RECORDS SHOWN:
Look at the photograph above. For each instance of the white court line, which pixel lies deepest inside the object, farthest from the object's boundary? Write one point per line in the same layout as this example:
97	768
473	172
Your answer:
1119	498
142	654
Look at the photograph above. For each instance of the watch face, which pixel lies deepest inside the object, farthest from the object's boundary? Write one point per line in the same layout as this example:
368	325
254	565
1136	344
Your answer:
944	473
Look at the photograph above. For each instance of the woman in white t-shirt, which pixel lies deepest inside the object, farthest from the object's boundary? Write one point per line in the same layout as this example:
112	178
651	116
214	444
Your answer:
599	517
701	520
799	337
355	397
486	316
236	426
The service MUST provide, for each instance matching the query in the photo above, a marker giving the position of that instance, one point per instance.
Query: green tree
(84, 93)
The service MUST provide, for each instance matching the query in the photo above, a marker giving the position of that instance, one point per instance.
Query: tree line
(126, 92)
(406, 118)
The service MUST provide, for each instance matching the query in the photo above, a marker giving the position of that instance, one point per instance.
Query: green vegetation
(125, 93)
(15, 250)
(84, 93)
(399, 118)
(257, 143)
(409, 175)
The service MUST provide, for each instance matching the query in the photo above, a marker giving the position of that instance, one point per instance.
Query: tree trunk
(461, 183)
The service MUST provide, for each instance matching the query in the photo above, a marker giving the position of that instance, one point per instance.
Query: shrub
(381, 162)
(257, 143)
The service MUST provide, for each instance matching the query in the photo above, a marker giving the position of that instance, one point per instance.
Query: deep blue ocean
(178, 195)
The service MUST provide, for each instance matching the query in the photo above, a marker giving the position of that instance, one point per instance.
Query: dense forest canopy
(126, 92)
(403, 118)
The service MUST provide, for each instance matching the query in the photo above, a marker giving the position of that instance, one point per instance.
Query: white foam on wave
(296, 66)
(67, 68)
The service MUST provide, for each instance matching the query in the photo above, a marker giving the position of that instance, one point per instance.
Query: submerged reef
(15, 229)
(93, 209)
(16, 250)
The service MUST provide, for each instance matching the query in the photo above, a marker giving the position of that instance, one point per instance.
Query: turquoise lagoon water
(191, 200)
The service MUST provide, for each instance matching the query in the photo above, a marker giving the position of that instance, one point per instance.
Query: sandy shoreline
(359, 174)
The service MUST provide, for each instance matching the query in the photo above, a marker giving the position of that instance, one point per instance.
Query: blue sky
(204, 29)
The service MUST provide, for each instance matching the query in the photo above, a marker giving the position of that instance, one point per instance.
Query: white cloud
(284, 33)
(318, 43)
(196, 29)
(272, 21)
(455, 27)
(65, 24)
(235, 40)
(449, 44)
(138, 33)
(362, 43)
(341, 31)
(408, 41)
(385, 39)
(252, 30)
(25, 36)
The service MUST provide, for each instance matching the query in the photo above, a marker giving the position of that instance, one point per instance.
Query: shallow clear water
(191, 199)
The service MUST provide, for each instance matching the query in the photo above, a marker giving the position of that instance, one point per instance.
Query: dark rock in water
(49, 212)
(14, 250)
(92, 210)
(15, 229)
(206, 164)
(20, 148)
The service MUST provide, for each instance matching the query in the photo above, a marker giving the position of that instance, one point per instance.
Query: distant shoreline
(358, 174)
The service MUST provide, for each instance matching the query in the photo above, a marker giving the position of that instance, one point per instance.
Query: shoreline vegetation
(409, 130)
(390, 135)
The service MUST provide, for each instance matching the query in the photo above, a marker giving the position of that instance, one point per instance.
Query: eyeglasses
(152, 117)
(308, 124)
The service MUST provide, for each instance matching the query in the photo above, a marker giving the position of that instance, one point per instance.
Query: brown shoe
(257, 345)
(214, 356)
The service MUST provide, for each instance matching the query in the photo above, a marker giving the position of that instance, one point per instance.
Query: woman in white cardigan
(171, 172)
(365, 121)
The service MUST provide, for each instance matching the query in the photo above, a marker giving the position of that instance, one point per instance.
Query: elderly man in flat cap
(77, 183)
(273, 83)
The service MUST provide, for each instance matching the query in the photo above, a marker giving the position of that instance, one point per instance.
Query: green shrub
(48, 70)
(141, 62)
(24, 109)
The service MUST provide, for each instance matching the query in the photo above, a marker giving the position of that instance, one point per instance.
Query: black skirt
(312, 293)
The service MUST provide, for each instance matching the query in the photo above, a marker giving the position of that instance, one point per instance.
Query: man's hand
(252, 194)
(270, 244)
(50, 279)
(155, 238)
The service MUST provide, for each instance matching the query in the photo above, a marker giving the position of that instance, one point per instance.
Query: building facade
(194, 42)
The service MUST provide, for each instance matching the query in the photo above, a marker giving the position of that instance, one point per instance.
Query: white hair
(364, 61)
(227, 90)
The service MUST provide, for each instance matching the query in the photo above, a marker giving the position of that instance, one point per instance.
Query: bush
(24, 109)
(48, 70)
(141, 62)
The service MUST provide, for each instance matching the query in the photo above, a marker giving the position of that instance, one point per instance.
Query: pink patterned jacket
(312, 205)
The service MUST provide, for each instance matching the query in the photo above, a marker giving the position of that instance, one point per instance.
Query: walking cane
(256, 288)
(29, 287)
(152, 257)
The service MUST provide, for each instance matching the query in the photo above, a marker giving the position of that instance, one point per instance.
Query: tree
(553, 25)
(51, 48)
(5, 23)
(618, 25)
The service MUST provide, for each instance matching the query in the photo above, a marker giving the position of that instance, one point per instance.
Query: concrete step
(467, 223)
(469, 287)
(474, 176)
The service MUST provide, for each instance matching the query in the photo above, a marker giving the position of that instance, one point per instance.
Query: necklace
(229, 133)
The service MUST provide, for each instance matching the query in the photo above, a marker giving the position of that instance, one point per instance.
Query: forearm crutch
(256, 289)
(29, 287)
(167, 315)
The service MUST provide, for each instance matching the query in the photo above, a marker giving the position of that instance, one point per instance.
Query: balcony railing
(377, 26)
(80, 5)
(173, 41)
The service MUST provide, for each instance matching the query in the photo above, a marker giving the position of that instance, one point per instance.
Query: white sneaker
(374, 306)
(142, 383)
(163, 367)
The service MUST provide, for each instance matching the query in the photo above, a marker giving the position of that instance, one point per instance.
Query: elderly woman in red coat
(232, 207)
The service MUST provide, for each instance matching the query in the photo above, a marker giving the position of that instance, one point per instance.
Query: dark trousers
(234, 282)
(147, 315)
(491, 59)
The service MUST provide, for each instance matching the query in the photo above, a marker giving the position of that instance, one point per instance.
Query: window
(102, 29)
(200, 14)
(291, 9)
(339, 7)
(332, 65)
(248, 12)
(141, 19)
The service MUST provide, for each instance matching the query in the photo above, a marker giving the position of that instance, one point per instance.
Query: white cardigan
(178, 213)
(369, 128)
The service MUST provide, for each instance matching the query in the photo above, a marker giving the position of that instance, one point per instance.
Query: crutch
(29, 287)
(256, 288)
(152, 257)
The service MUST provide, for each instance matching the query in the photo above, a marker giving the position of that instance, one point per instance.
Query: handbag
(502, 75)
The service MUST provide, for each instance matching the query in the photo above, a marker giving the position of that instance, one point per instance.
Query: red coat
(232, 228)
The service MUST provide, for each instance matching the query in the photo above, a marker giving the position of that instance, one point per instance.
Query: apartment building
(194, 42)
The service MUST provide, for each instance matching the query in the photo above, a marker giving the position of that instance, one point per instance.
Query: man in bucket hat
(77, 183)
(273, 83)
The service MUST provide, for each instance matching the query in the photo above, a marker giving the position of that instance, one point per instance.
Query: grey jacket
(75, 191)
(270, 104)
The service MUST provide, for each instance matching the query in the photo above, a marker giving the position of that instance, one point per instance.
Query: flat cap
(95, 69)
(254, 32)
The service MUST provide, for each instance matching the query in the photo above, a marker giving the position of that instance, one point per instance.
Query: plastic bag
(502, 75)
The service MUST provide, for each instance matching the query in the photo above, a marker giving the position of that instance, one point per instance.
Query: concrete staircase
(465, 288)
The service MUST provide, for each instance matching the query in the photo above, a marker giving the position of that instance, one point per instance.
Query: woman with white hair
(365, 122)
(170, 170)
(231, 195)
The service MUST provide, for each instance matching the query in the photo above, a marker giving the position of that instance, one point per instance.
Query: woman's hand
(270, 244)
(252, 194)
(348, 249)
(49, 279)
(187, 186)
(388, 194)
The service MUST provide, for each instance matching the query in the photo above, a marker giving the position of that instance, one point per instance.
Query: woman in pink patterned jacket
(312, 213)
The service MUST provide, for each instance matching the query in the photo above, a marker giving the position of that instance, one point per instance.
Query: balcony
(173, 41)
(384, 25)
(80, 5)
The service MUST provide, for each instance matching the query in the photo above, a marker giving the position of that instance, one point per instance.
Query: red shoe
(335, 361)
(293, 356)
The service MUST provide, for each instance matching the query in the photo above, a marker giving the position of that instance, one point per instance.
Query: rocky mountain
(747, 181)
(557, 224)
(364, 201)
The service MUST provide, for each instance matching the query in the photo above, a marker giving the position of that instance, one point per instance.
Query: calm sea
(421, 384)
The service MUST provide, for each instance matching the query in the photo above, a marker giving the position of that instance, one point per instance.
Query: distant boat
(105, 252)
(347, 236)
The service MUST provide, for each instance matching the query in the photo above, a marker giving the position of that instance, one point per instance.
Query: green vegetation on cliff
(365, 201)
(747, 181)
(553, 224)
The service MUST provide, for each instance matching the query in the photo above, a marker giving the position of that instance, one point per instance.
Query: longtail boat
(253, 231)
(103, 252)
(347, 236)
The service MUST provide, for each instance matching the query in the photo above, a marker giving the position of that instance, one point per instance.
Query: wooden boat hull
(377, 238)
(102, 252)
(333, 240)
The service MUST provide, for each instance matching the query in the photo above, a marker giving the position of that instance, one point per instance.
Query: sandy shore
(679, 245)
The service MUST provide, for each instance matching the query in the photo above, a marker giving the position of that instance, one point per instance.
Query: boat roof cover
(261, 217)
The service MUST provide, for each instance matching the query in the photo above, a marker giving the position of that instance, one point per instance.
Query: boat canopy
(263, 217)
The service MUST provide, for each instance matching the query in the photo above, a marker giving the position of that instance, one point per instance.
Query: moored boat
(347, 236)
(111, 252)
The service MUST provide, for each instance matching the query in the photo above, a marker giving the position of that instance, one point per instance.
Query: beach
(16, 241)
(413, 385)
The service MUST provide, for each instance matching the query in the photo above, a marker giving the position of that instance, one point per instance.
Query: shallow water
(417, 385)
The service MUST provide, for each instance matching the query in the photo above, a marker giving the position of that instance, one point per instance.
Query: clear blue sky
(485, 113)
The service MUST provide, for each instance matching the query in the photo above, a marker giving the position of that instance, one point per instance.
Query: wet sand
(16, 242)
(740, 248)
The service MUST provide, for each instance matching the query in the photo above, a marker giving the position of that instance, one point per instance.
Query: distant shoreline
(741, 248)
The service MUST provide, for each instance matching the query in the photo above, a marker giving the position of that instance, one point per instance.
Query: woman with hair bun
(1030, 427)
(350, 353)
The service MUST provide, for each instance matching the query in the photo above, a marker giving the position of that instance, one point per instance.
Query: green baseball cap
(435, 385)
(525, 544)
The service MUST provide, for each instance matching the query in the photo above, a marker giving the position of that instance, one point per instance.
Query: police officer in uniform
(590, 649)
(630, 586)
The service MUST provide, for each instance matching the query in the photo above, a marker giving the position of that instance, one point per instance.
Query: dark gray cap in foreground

WHAT TO PRODUCE:
Filter the records above and copy every line that contains the word "from".

RESULT FOR THIS EXERCISE:
Look at the photograph above. For each instance of the white court line, which pixel lies deepest inside the object, farthest from the object's boundary? Write one point per line in the same layout as this example:
Look at the photograph above. For each instance of the watch face, which pixel lies deepest inside the object, farthest from the object's boundary? Write one point per line in the same layout as this example:
Look at the photograph above. For each instance of the woman in white t-shirt, which pixel lies deepest inside the object, farthest from the object's boundary? Write one point per line in the same layout as this example:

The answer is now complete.